**Image location labeling rows**
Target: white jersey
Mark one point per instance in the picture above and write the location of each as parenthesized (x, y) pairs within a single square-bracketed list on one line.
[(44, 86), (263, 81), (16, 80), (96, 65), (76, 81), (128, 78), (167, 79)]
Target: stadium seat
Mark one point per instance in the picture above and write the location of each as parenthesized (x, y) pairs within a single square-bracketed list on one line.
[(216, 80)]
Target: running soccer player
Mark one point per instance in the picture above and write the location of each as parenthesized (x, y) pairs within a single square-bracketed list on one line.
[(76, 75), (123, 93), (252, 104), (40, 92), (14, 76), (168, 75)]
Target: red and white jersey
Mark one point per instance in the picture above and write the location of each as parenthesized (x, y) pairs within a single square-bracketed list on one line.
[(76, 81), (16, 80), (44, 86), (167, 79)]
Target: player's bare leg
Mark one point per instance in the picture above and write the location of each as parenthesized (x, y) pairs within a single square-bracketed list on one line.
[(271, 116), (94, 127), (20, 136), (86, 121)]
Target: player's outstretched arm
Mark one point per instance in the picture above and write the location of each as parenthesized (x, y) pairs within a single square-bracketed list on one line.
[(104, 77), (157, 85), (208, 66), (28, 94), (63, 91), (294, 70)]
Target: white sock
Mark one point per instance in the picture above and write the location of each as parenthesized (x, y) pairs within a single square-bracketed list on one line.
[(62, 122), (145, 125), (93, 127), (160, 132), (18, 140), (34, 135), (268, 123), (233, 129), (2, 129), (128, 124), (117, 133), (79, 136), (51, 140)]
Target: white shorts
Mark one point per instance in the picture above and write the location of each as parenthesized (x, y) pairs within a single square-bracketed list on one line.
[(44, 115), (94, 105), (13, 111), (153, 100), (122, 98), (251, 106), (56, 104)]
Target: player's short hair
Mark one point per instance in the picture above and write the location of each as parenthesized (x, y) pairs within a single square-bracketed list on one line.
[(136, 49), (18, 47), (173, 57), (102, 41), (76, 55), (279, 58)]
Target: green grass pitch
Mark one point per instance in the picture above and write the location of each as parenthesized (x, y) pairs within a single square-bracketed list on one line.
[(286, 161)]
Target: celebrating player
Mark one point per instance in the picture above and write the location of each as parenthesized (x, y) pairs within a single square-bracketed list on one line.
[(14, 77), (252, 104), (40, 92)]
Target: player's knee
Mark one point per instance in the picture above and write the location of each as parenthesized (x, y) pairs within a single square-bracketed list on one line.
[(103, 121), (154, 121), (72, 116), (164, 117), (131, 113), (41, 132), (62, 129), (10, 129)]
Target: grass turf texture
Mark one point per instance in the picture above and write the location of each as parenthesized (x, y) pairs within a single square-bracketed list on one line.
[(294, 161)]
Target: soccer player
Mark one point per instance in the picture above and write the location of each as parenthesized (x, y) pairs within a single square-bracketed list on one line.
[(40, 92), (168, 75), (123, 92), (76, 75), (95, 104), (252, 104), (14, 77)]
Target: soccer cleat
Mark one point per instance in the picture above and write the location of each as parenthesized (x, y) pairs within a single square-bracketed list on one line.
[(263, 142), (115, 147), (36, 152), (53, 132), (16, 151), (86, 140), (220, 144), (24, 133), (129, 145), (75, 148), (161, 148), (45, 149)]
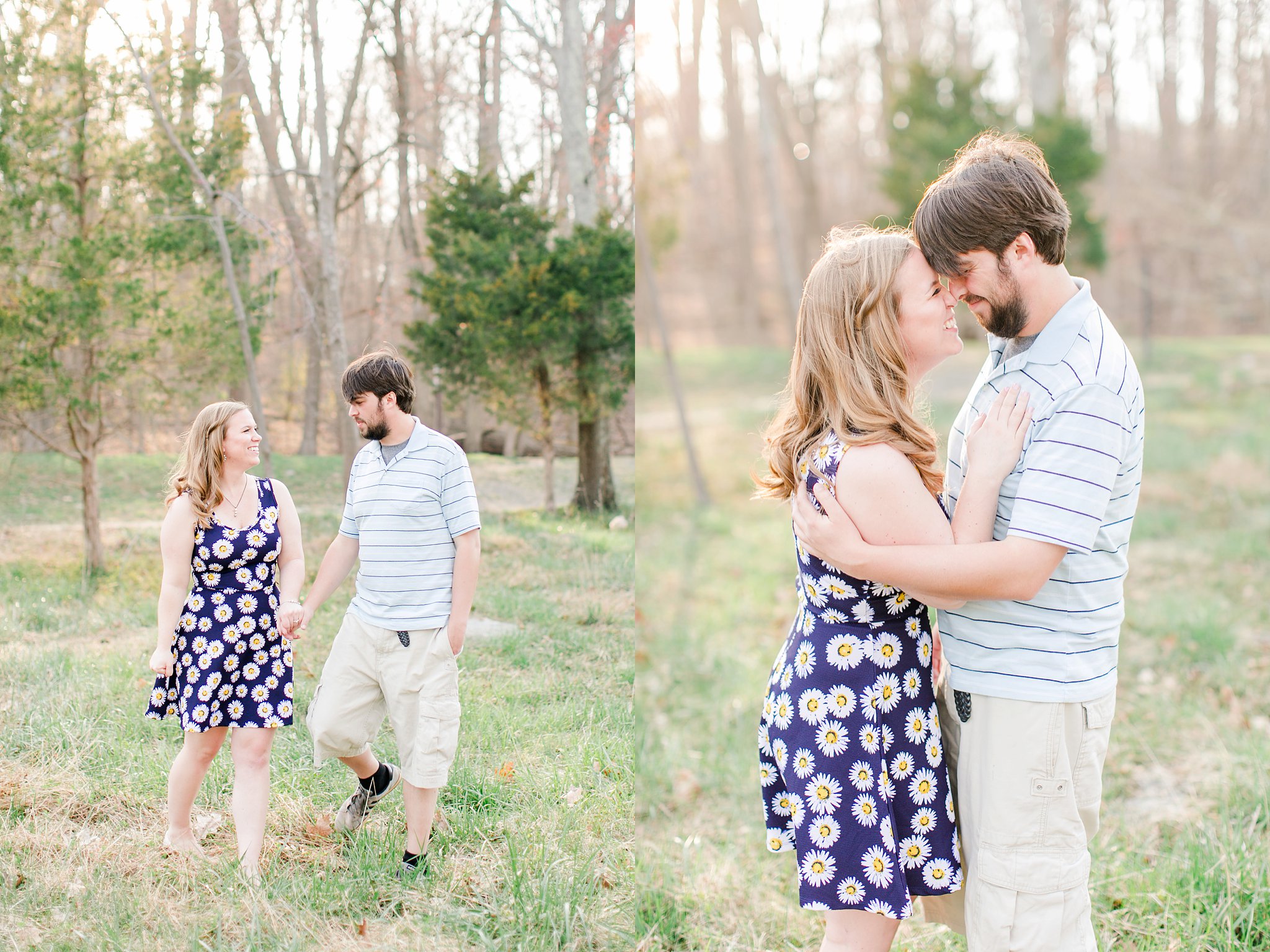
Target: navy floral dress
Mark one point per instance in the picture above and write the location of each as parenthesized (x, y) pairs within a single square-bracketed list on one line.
[(233, 665), (851, 762)]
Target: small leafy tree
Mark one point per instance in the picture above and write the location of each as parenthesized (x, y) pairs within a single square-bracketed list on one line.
[(94, 291), (938, 115), (515, 308)]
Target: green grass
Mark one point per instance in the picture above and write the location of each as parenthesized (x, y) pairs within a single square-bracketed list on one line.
[(539, 862), (1183, 861)]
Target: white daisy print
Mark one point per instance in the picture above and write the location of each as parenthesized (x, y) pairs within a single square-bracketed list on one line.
[(938, 874), (865, 810), (813, 592), (934, 752), (851, 891), (824, 794), (818, 867), (888, 692), (810, 706), (780, 753), (922, 787), (887, 649), (841, 701), (806, 659), (831, 739), (843, 651), (878, 867), (913, 851), (915, 725), (912, 683), (902, 765), (870, 738), (781, 715), (825, 832), (779, 840), (836, 587)]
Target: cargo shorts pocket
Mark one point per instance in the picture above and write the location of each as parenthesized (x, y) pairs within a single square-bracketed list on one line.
[(436, 741)]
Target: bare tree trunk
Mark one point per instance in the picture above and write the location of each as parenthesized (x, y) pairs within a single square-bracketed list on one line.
[(745, 297)]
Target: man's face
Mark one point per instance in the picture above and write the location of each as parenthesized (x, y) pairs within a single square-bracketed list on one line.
[(992, 293), (367, 413)]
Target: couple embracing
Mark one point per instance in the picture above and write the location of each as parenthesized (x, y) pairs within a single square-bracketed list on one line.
[(224, 654), (978, 790)]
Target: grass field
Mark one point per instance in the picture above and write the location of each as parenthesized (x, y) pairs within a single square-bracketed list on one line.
[(1183, 861), (535, 833)]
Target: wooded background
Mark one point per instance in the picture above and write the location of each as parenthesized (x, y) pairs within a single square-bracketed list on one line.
[(207, 200), (763, 125)]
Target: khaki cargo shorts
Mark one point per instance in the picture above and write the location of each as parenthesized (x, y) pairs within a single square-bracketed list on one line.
[(1028, 781), (370, 674)]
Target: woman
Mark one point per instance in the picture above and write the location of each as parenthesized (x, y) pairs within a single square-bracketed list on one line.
[(223, 659), (851, 762)]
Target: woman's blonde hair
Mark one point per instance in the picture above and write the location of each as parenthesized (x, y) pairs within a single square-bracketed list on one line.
[(849, 370), (202, 460)]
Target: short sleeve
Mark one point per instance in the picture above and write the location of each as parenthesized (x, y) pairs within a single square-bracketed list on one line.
[(349, 525), (459, 498), (1070, 469)]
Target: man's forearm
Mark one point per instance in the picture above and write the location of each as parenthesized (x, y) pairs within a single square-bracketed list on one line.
[(335, 565), (980, 570), (466, 563)]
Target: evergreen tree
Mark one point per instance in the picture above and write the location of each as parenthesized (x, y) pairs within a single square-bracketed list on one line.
[(938, 115), (515, 306)]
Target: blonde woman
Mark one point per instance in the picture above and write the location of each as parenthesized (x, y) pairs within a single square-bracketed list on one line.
[(223, 658), (851, 760)]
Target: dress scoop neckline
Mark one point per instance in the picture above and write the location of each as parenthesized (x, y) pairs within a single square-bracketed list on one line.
[(259, 509)]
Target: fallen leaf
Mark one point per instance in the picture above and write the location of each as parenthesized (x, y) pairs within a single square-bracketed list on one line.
[(321, 829), (440, 822)]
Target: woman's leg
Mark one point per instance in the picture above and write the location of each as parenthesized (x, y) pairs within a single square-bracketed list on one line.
[(183, 781), (251, 749), (858, 931)]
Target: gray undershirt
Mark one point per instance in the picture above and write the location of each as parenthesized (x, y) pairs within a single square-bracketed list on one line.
[(391, 451), (1016, 345)]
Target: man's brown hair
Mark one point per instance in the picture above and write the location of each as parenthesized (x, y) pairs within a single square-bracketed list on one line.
[(380, 372), (997, 188)]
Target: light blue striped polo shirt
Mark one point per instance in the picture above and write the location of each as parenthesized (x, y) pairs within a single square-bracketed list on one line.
[(406, 515), (1075, 485)]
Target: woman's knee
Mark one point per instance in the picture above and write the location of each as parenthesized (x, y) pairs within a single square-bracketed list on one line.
[(251, 748)]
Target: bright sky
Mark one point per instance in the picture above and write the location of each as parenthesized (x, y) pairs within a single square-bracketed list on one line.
[(796, 24)]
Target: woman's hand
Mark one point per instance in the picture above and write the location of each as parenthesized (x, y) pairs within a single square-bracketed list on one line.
[(290, 615), (163, 662), (828, 535), (996, 437)]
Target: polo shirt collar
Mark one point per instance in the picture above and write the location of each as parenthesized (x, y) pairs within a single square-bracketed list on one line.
[(1057, 337)]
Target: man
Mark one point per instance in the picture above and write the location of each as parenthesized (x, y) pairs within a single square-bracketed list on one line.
[(1032, 656), (411, 517)]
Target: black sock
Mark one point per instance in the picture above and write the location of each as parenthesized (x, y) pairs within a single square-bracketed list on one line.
[(378, 782)]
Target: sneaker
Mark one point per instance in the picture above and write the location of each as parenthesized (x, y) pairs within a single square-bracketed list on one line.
[(406, 873), (357, 806)]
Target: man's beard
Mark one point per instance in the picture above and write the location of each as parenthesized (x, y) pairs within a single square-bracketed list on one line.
[(1009, 318)]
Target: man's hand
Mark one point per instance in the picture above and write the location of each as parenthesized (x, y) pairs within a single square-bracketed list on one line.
[(828, 535)]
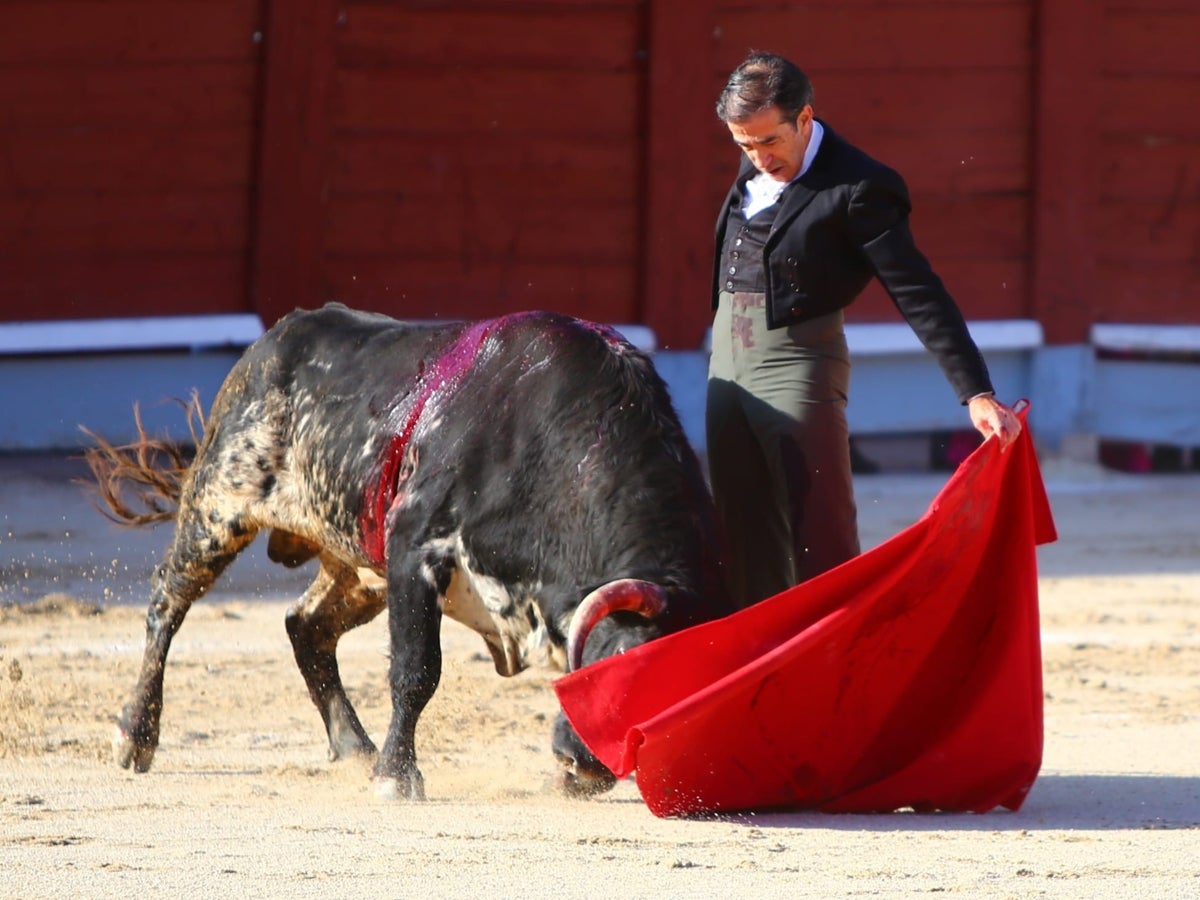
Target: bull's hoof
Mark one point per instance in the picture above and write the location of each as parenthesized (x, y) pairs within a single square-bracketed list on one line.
[(129, 753), (400, 789), (582, 785)]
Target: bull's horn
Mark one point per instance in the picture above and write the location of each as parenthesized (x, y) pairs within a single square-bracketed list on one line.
[(625, 594)]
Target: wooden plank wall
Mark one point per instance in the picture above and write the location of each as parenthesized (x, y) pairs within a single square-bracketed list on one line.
[(127, 135), (1147, 225), (486, 157), (467, 157)]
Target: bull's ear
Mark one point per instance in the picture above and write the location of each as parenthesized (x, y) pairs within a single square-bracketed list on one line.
[(291, 550)]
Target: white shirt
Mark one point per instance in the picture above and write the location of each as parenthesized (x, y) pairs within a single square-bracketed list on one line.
[(763, 191)]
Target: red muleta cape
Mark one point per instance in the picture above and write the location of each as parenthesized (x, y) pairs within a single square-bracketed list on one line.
[(909, 677)]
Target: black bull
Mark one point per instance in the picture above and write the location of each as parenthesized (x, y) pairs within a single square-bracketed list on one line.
[(525, 475)]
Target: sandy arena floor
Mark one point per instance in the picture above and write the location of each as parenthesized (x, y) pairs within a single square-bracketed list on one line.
[(241, 802)]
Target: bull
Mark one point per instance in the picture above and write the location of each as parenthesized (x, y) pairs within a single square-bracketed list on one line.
[(526, 477)]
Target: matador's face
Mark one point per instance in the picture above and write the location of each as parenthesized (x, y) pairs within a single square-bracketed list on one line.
[(774, 144)]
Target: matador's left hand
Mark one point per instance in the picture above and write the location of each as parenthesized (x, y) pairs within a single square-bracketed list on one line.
[(990, 417)]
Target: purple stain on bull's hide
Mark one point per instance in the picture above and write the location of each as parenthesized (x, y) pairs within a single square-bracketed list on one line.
[(435, 384)]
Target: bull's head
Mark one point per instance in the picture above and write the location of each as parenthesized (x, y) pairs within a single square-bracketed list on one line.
[(583, 774)]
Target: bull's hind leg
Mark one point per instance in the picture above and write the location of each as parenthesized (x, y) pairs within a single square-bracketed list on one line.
[(202, 549), (414, 623), (336, 601)]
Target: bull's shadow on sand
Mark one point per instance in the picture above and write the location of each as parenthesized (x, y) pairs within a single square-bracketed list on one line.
[(1056, 803)]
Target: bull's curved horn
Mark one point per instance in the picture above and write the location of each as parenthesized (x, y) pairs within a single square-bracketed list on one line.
[(625, 594)]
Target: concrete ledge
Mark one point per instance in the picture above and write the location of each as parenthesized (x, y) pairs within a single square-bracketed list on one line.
[(159, 333)]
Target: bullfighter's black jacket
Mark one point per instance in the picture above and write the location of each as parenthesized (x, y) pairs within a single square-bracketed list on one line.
[(838, 226)]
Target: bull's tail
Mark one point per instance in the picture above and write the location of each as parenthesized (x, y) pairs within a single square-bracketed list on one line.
[(139, 484)]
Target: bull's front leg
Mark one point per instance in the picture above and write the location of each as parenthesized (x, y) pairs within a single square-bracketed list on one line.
[(335, 603), (414, 623)]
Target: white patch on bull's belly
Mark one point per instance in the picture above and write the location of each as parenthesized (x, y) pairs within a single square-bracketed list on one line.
[(511, 624)]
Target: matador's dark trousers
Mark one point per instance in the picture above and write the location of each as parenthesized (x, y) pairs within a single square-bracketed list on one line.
[(779, 447)]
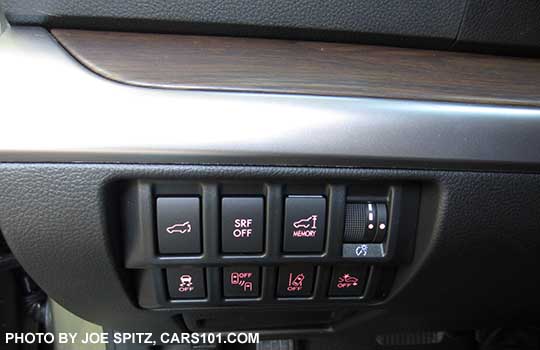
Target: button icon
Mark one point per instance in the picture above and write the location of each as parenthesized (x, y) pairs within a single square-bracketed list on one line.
[(186, 283), (242, 222), (348, 280), (241, 281), (243, 228), (304, 224), (295, 281), (361, 250), (305, 227), (180, 228), (178, 225)]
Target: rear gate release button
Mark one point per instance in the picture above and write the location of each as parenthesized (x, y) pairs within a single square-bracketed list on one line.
[(179, 225)]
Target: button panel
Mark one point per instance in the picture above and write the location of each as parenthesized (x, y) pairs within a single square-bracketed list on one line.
[(179, 225), (242, 223), (268, 244)]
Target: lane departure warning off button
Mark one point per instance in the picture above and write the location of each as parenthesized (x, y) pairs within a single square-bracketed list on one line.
[(305, 224)]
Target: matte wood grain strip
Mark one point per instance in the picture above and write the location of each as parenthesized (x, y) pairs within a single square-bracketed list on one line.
[(294, 67)]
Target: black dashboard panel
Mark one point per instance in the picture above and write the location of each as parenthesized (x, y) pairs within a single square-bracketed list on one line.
[(63, 222), (399, 22), (508, 27)]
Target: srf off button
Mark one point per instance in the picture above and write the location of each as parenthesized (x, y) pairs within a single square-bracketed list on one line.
[(242, 222)]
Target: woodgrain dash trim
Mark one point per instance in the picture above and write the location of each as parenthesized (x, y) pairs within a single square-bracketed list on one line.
[(296, 67)]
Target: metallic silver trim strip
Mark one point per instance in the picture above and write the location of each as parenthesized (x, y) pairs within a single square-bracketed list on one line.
[(3, 22), (53, 109)]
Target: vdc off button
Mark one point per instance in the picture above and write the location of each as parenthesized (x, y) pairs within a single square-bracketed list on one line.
[(242, 224)]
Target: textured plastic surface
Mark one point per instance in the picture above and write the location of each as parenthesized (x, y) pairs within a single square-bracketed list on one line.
[(347, 20), (59, 221)]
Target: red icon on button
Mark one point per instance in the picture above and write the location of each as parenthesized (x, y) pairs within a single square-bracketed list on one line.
[(305, 227), (296, 283), (186, 284), (347, 281), (242, 279), (243, 228)]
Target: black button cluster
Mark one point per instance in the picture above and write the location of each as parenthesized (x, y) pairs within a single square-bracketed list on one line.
[(242, 225), (242, 231)]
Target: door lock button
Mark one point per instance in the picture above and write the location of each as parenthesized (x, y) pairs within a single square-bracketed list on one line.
[(305, 224)]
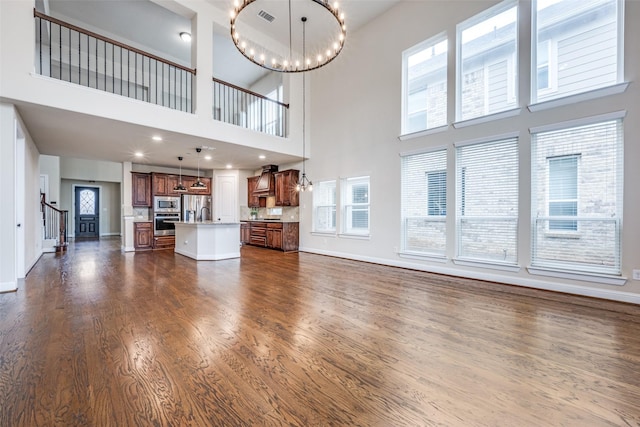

**AIM OF THE EXERCISE**
Can you copy out, word for word, everything from the start of the rows above down through the line containing "[(76, 81), (16, 80), (44, 86), (167, 79)]", with both ends included?

**RESULT OF THIS EXERCISE**
Target: white jersey
Mark one point per instance in the picture above and write the location of each as parenthesized (x, y) pairs within a single square-bracketed list on one line.
[(44, 86), (263, 81), (16, 80), (96, 65), (76, 81), (128, 78), (167, 79)]
Target: stadium seat
Mark one point per instance in the picture above and write the location of each as parenthesized (x, y) pairs within a single square-bracketed list on one line.
[(216, 80)]
Target: running soccer player
Mark one point per instance in the picture above and write the location of each as parenthesized (x, y) pairs within a single square-bracketed list on one line.
[(76, 75), (123, 93), (252, 104), (40, 92), (14, 76), (168, 75)]
Target: red and white jersey
Mark one point per instance in the picture above and write the location of each as parenthesized (x, y) pairs within a single square-bracketed list on one line.
[(76, 81), (16, 80), (44, 86), (167, 79)]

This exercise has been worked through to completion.